_TEXT EXCERPT:_
──────────────────────────────

I think we do want it to wait a while so that the nfs server has a
chance to start up.  We have no guarantee that the NFS server will be
registered with rpcbind before rpcbind responds to requests.

I disagree with the "hang forever" description.  I just tested after
disabling UDP on an nfs server, and the delay was 2 minutes, 5 seconds
before a failure was reported.  It might be longer when trying TCP on a
server that only supports UDP.

So I think the current behavior is correct.  You might be able to argue
that certain error codes should trigger a shorter timeout, but it would
need a strong argument.

Or maybe you mean that a "bg" mount would "hang forever" in the
background?  I think that behavior is correct too.

Thanks,
NeilBrown
Steve Dickson Nov. 23, 2016, 6:21 p.m. UTC | #6
On 11/22/2016 05:43 PM, NeilBrown wrote:
> On Wed, Nov 23 2016, Steve Dickson wrote:
> 
>> [Resent due to mailman rejecting the HTML subpart]
> (and the resend included HTML too ... how embarrassing :-)

──────────────────────────────

_WHAT YOU ARE ASKED TO DO:_ In the NFS thread above, how long was the delay before a failure was reported after UDP was disabled on an NFS server?

(Collected data)
──────────────────────────────

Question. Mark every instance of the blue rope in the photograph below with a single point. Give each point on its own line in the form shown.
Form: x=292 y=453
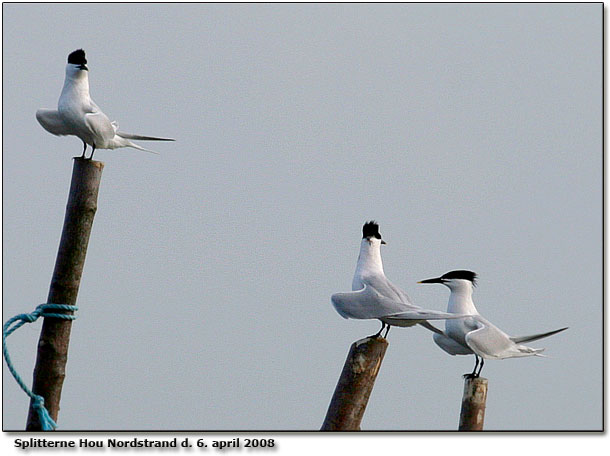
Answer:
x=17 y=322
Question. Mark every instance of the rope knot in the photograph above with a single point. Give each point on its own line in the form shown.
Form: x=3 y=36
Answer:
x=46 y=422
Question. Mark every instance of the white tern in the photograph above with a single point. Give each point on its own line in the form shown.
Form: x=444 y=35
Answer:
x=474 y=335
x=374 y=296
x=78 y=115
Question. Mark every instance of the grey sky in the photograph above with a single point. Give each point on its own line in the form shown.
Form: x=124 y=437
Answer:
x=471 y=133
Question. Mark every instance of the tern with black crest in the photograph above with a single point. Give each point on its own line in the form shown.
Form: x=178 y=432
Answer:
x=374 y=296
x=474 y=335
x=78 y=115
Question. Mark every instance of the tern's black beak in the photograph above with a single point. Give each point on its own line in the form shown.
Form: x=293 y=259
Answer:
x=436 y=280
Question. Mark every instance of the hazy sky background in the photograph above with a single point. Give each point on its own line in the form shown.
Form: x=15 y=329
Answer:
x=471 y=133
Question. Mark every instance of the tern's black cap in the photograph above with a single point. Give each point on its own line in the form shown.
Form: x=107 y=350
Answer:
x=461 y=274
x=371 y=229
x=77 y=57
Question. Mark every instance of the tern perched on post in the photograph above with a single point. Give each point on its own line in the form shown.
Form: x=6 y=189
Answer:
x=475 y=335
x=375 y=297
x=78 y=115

──────────────────────────────

_FINAL RESULT:_ 2 minutes, 5 seconds